PROBLEM TO SOLVE => Please put the lines below into a numbered list, leaving out any blank lines.

[Segmentation labeling entries]

════════════════

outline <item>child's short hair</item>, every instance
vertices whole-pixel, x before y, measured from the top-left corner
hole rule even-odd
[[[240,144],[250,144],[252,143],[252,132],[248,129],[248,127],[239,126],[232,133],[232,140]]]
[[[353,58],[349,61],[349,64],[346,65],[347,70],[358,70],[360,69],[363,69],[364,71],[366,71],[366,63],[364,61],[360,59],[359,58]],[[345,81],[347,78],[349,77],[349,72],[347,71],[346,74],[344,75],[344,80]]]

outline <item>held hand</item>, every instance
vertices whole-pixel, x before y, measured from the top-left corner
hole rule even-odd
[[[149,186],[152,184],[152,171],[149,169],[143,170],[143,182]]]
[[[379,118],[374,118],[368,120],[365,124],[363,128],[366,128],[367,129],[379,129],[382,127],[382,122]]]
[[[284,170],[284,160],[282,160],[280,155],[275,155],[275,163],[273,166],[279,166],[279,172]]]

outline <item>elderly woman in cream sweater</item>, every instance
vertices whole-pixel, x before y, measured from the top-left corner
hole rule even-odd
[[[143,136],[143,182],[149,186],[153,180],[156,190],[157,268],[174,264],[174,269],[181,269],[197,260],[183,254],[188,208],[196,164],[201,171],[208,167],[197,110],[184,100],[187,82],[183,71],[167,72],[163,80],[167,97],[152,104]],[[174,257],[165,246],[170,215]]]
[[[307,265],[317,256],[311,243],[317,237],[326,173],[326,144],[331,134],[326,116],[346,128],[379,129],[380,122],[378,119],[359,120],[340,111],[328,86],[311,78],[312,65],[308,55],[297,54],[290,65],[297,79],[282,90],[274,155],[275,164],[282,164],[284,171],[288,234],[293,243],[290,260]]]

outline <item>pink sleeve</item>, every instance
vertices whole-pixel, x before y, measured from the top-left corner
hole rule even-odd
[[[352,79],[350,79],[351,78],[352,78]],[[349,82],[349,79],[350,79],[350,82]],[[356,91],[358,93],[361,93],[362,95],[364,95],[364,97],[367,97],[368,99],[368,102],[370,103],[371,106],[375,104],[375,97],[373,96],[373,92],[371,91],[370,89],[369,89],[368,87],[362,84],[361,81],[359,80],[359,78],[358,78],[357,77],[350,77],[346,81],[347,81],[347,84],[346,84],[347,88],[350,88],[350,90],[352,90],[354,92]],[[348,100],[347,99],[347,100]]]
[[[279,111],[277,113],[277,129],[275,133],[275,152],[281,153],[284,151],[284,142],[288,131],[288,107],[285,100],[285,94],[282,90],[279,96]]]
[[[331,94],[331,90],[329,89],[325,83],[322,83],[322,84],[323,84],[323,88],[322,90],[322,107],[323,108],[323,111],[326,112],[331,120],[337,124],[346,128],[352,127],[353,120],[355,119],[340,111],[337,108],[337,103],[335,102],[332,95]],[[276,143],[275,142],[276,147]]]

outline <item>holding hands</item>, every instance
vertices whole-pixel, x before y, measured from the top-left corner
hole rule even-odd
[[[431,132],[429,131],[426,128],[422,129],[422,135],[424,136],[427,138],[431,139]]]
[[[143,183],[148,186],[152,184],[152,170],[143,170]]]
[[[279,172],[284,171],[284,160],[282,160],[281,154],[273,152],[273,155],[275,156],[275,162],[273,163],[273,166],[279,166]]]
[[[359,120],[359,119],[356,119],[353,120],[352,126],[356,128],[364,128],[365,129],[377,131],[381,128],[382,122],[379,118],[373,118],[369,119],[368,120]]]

════════════════

SOLUTION FOR THIS EXERCISE =>
1. outline <item>child's short hair</item>, every instance
2. vertices whole-pixel, x before y, measured from the top-left corner
3. hole rule even-odd
4. [[[240,144],[250,144],[252,143],[252,132],[248,129],[248,127],[239,126],[232,133],[232,140]]]
5. [[[353,58],[349,61],[349,64],[346,65],[347,70],[358,70],[360,69],[363,69],[364,71],[366,71],[366,63],[364,61],[360,59],[359,58]],[[345,81],[347,78],[349,77],[349,72],[347,71],[346,74],[344,75],[344,80]]]
6. outline <item>held hand</item>, every instance
7. vertices whole-pixel, x before y, measured from the top-left corner
8. hole rule even-odd
9. [[[149,186],[152,184],[152,171],[149,169],[143,170],[143,182]]]
10. [[[379,118],[374,118],[368,120],[365,124],[363,128],[366,128],[367,129],[379,129],[382,127],[382,122]]]
11. [[[284,170],[284,160],[282,160],[280,155],[275,155],[275,163],[273,166],[279,166],[279,172]]]
12. outline <item>elderly woman in cream sweater</item>, every instance
13. vertices whole-pixel, x before y, measured from the top-left corner
14. hole rule even-odd
15. [[[143,136],[143,182],[149,186],[153,180],[156,190],[157,268],[174,264],[174,269],[181,269],[197,260],[183,254],[188,208],[196,164],[201,171],[208,167],[197,110],[184,100],[187,82],[183,71],[167,72],[163,80],[167,97],[152,104]],[[174,257],[165,246],[170,215]]]
16. [[[307,265],[317,256],[311,243],[317,237],[326,173],[326,144],[331,134],[326,116],[346,128],[379,129],[380,122],[378,119],[359,120],[340,111],[328,86],[311,78],[312,65],[308,55],[297,54],[290,65],[297,79],[282,90],[274,155],[275,164],[282,164],[284,171],[288,234],[293,243],[290,260]]]
17. outline <item>pink sleeve</item>, every instance
18. vertices whole-pixel, x before y, measured from the top-left corner
19. hole rule even-odd
20. [[[352,79],[350,79],[351,78],[352,78]],[[349,82],[349,79],[350,79],[350,82]],[[356,91],[358,93],[361,93],[362,95],[364,95],[364,97],[367,97],[368,99],[368,102],[370,103],[371,106],[375,104],[375,97],[373,96],[373,92],[371,91],[370,89],[369,89],[368,87],[362,84],[361,81],[359,80],[359,78],[358,78],[357,77],[350,77],[346,81],[347,81],[347,84],[346,84],[347,88],[350,88],[350,90],[352,90],[354,92]],[[348,100],[347,99],[347,100]]]
21. [[[279,111],[277,113],[277,129],[275,133],[275,152],[281,153],[284,151],[284,142],[288,131],[288,107],[285,100],[285,94],[282,90],[279,96]]]
22. [[[331,94],[331,90],[329,89],[325,83],[322,83],[322,84],[323,84],[323,88],[322,90],[322,107],[323,108],[323,111],[326,112],[331,120],[337,124],[346,128],[352,127],[353,120],[355,119],[340,111],[337,108],[337,103],[335,102],[332,95]],[[276,143],[275,142],[276,147]]]
23. outline <item>holding hands</item>, every instance
24. vertices whole-pixel, x before y, measured from the top-left corner
25. hole rule even-odd
26. [[[431,132],[429,131],[426,128],[422,129],[422,135],[424,136],[427,138],[431,139]]]
27. [[[143,183],[148,186],[152,184],[152,170],[143,170]]]
28. [[[279,172],[284,171],[284,160],[282,160],[281,154],[273,152],[273,155],[275,156],[275,162],[273,163],[273,166],[279,166]]]
29. [[[359,120],[359,119],[356,119],[353,120],[352,126],[356,128],[364,128],[365,129],[377,131],[381,128],[382,122],[379,118],[373,118],[369,119],[368,120]]]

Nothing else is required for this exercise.